### The request
Repeat the records below exactly.

### Information supplied
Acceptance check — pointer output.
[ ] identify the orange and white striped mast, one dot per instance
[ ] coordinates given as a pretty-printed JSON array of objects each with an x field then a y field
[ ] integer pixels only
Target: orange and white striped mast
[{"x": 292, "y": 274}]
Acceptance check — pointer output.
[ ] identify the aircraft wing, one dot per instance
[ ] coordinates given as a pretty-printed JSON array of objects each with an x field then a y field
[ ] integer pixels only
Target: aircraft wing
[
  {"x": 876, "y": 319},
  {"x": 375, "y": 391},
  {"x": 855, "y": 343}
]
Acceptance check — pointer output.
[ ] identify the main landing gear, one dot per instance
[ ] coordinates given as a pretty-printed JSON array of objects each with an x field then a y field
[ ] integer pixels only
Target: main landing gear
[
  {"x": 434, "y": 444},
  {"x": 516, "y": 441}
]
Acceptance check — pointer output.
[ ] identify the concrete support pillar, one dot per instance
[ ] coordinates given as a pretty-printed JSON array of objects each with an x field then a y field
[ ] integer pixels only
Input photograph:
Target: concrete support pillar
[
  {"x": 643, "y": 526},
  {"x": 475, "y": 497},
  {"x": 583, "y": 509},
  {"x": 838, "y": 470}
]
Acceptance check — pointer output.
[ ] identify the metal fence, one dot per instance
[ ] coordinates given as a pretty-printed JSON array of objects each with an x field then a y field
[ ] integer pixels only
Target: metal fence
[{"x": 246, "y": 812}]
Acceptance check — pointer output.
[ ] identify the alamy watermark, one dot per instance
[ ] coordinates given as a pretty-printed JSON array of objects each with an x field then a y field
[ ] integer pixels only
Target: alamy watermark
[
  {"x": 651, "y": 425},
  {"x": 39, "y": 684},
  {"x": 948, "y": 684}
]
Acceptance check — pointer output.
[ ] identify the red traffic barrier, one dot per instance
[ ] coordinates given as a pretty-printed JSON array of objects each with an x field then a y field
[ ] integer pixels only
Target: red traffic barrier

### The solution
Acceptance check — pointer output.
[ ] identify the orange and white striped mast, one dot per instance
[ ] coordinates given as a pretty-printed JSON array of objects each with an x field then a y field
[ ] integer pixels only
Target: orange and white striped mast
[{"x": 292, "y": 274}]
Acceptance check — pointer output.
[ ] identify the aircraft wing, one dot per instance
[ ] coordinates given as a pretty-printed JSON array of objects each with an x field then a y field
[ ] integer pixels only
Target: aircraft wing
[
  {"x": 876, "y": 319},
  {"x": 375, "y": 391},
  {"x": 855, "y": 343}
]
Acceptance check — pointer output.
[ ] identify the main landing gear, one dot per instance
[ ] coordinates given as a pretty-printed JSON array of objects each with an x field then a y field
[ ] integer pixels only
Target: main landing gear
[
  {"x": 434, "y": 444},
  {"x": 516, "y": 441}
]
Acceptance check — pointer output.
[ ] identify the concrete support pillar, one dot per instance
[ ] coordinates given as a pretty-printed JSON array of objects each with an x field then a y field
[ ] integer pixels only
Input photograph:
Target: concrete support pillar
[
  {"x": 643, "y": 526},
  {"x": 475, "y": 497},
  {"x": 583, "y": 509},
  {"x": 838, "y": 470}
]
Acceptance check — pointer output.
[ ] identify the metal fence, one dot per instance
[ ] coordinates given as a pretty-printed JSON array of objects each with an x field then a y field
[ ] integer pixels only
Target: metal fence
[{"x": 246, "y": 812}]
Acceptance check — pointer output.
[ ] identify the alamy watermark, one dot per instance
[ ] coordinates given as a pretty-printed JSON array of objects each with an x field then a y field
[ ] integer pixels only
Target: alamy watermark
[
  {"x": 651, "y": 425},
  {"x": 39, "y": 684},
  {"x": 948, "y": 684}
]
Acceptance check — pointer output.
[ ] identify the red traffic barrier, one dot per instance
[ ] coordinates given as a pretty-printed JSON array of objects each with an x field then a y field
[ ] integer pixels only
Target: red traffic barrier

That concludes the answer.